[Document passage start]

With MTLS, a good security posture is to log every connection establishment, with basic metadata about the certificate involved - it's SAN and public key hash are the best bet. For troubleshooting, do that logging before the authentication decision. But anyone can make their own certificate, so keeping network controls keeps that list free of clutter.


Some companies build their trust model on top of mTLS and that's fine. TLS handles the authentication before anything hits redis. I can see people debating the pros and cons of say Wireguard vs mTLS vs ipsec vs other protocols. Such debate might be useful if you are starting from scratch. However, if you have existing infrastructure using either of these, you would need a compelling reason to switch.


mtls solves the common redis abuses I know of, but still, don't presume a vuln in redis may not be discovered in the future. But if you are going out of your way to configure mtls the I am guessing you have a good reason to?


> One common mistake is serialising objects to JSON strings before storing them in Redis. This works for reading and writing objects as atomic units but is inefficient for reading or updating individual properties within an object

I would love to see some numbers on this. My intuition says there are probably some workloads where JSON strings are better and some where one key per property is better.


Depends on at which level you need atomic updates. At the entire document level or at individual property level


I think you can get atomicity either way with Lua or transactions. I'm more interested in performance.


I had a jr dev connect and typed 'flushall' because he thought it would refresh the dataset to disk.

thankfully it was on a staging env, I think he's at google now.


It sounds like the subtext is that this dev was incompetent, but if all they did is mess up a staging environment, it sounds like things were working as intended.

If a junior dev can cause catastrophic harm from one wrong command, it's the org's fault for not having safeguards in place, not the dev's fault for an (understandable) error.


yeah. we built many many moats of protections, but this guy was... optimistic, I guess? by and large our redis stuff was ephemeral, but we had a particular key that was a domain table that needed to be loaded separately, and that caused some problems.

[Document passage end]

## Problems and tasks:
**A.** Name every protocol that the Redis forum thread mentions people debating.
**B.** Rewrite everything from "I would love" down to "dataset to disk." in the Redis forum thread, using "new hire" in place of "jr dev".
**C.** In the Redis forum thread, what did the junior developer think typing 'flushall' would do?
The lines that come next are from a separate source.

[Data shown start]

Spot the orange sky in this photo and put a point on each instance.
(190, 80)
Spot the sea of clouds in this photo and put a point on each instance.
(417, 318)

[Data shown end]

## Responses for each task:
**A.** Wireguard, mTLS, ipsec

**B.**
I would love to see some numbers on this. My intuition says there are probably some workloads where JSON strings are better and some where one key per property is better.


Depends on at which level you need atomic updates. At the entire document level or at individual property level


I think you can get atomicity either way with Lua or transactions. I'm more interested in performance.


I had a new hire connect and typed 'flushall' because he thought it would refresh the dataset to disk.

**C.** Refresh the dataset to disk.